* Exercise
Can you copy everything from the line containing "For the scouting tally, point out every instance of the distant" down to the end of the listing, request lines included and unchanged, but with every pin coordinate raised by 42?

* Exercise materials
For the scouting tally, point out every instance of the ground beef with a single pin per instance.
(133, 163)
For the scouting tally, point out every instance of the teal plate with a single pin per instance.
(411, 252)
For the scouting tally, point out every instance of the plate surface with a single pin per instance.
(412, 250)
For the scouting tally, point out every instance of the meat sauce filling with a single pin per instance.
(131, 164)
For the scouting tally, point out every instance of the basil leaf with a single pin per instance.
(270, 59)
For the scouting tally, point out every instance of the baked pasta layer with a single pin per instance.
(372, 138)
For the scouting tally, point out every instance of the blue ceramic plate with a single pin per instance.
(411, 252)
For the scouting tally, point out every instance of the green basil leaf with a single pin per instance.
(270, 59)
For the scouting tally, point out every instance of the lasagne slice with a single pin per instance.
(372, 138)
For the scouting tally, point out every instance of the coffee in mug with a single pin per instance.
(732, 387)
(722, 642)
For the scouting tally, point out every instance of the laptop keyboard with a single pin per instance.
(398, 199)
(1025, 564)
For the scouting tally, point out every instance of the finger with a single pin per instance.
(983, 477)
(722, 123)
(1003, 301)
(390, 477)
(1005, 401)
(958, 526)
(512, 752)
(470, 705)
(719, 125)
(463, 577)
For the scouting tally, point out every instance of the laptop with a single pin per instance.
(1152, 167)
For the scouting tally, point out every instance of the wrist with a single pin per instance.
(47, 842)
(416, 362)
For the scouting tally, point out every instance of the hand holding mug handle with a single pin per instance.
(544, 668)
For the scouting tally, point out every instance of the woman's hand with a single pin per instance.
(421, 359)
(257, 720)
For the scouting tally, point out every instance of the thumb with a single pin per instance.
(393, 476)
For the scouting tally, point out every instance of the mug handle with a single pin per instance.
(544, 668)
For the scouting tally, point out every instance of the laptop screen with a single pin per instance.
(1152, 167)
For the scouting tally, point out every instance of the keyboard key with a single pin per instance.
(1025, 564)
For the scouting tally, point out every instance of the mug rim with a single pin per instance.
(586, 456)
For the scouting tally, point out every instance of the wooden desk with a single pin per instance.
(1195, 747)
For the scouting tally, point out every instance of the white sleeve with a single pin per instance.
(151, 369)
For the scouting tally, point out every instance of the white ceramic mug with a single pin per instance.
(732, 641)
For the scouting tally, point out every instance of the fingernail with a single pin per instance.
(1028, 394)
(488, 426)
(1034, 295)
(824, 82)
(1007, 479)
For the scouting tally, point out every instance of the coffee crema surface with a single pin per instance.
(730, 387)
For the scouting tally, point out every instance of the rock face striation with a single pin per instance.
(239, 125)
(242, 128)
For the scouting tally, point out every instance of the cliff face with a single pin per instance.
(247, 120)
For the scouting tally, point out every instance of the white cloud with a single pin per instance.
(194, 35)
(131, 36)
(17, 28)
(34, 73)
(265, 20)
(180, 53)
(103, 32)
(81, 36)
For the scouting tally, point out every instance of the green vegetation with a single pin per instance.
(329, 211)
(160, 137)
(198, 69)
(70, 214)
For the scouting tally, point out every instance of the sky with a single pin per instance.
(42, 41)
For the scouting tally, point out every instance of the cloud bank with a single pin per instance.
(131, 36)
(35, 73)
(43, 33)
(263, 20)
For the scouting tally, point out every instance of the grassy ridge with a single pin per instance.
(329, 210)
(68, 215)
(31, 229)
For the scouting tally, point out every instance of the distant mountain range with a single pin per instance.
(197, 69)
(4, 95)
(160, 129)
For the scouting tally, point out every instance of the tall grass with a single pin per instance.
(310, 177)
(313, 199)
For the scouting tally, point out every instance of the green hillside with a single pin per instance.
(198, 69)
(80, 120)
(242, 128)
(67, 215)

* Correct answer
For the scouting tally, point out every instance of the distant mountain range with a single pin per instance.
(239, 111)
(46, 137)
(202, 171)
For the scouting tally, point out every instance of the tall grass with a single pin per instance.
(352, 219)
(355, 241)
For the scouting tally, point out every instance of the green hillside with a single pin per instance.
(240, 111)
(122, 162)
(284, 170)
(109, 257)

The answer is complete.